• [GOAL] According to the article below about actors drawing on family ties, what role does Adam Sandler play in "Hustle"?

• [TEXT SHOWN]
★ ★ ★ ★ ★ ★ ★
Getting it right vs. getting it truthful — Austin Butler, Adam Sandler, more weigh in
LOS ANGELES — Family ties take center stage in several movies this season, whether in the actor's interior process or in the actual story on the screen. For Adam Sandler, drawing heavily on his own father helped him play a longtime NBA scout in "Hustle." Paul Dano drew on what he'd learned about his director's father — Arnold Spielberg — to play him in "The Fabelmans."
"I played sports growing up. My father coached all my teams," says Sandler. "In the movie, my name is Stanley; my dad's name was Stanley, we kind of did that for my pop. What I think I used the most in the movie [from my dad], day-to-day, was my love for Juancho [Hernangomez]," he says of the Spanish baller who plays Bo Cruz, the phenom Stanley discovers playing basketball on a public court. "And, basically, [I] was playing his dad, like the way my dad would just raise me, coach, lessons ... never talked about himself, never talked about, 'Hey, it's 4 in the morning. I'm tired, too.' "
★ ★ ★ ★ ★ ★ ★
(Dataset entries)
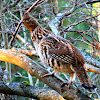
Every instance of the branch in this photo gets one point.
(36, 70)
(90, 68)
(55, 22)
(11, 6)
(14, 88)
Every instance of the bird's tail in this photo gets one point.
(86, 81)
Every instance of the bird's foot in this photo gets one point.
(49, 74)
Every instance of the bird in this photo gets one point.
(57, 52)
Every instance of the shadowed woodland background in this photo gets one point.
(81, 27)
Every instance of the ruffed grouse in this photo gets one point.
(57, 52)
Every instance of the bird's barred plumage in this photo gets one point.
(57, 52)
★ ★ ★ ★ ★ ★ ★
• [SOLUTION] A longtime NBA scout.